— START OF SUPPLIED INFORMATION —

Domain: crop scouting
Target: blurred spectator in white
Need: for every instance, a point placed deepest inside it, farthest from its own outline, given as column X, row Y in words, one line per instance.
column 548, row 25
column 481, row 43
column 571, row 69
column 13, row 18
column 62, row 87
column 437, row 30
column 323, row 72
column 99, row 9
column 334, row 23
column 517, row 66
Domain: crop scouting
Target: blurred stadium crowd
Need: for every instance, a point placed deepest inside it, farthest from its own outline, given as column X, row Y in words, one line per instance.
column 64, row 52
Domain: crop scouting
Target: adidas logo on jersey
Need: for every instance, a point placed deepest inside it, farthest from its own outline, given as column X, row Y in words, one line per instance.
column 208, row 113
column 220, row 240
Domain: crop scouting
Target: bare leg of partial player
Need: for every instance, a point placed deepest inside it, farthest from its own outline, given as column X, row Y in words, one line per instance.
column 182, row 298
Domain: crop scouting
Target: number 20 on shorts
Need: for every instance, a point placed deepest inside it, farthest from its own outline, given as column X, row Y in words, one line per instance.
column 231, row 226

— END OF SUPPLIED INFORMATION —
— START OF SUPPLIED INFORMATION —

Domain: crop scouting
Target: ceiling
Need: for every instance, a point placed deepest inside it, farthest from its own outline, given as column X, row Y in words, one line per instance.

— END OF SUPPLIED INFORMATION —
— START OF SUPPLIED INFORMATION —

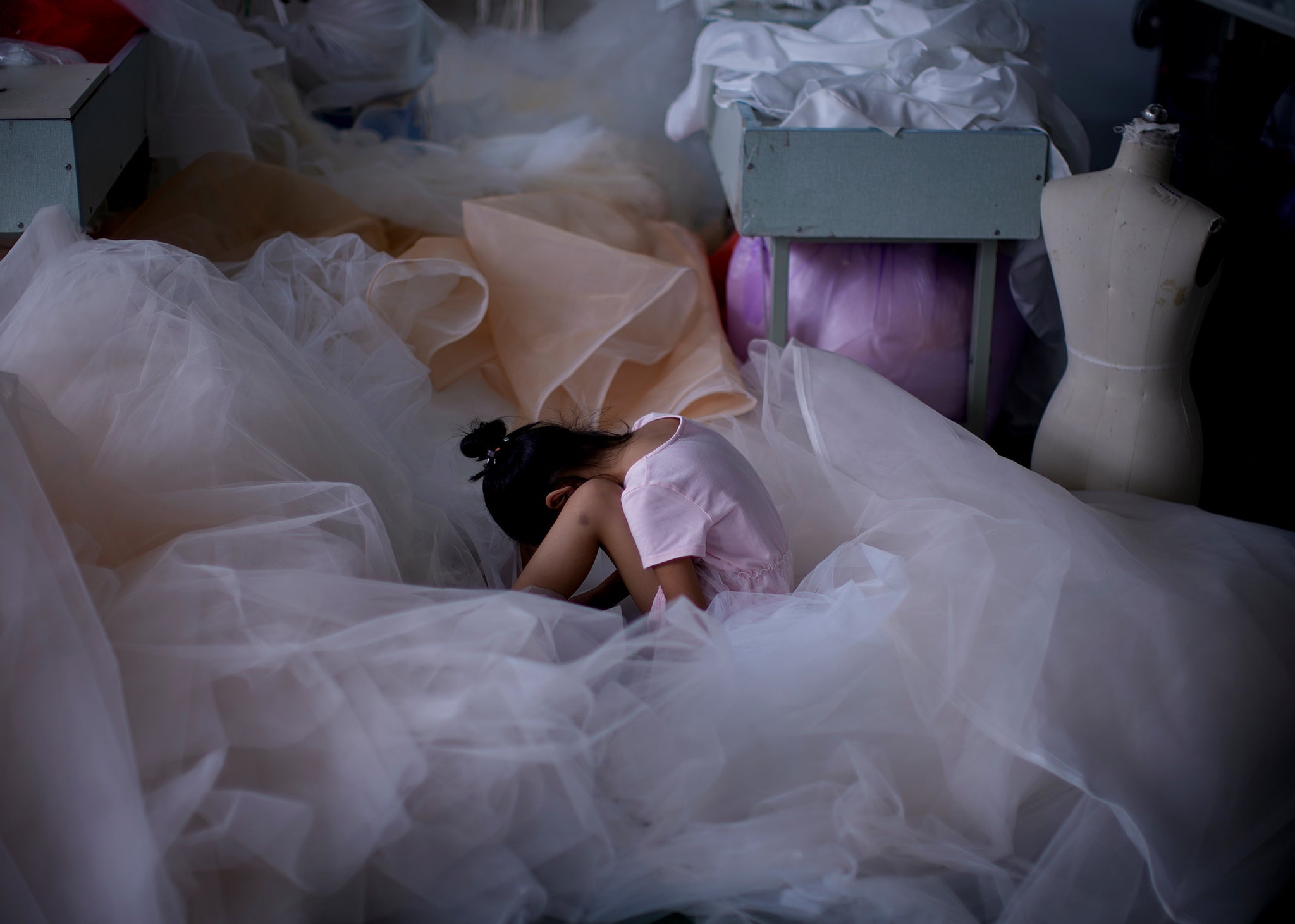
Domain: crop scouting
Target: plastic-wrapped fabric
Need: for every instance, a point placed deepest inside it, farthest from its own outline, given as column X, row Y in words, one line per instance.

— END OF SUPPLIED INFORMATION —

▶ **TO DO**: Gather every line from the items above that contains the word "blurred", treating uppercase and lowercase as different.

▶ **RESULT FOR THIS TASK**:
Target: blurred spectator in white
Target: blurred stadium crowd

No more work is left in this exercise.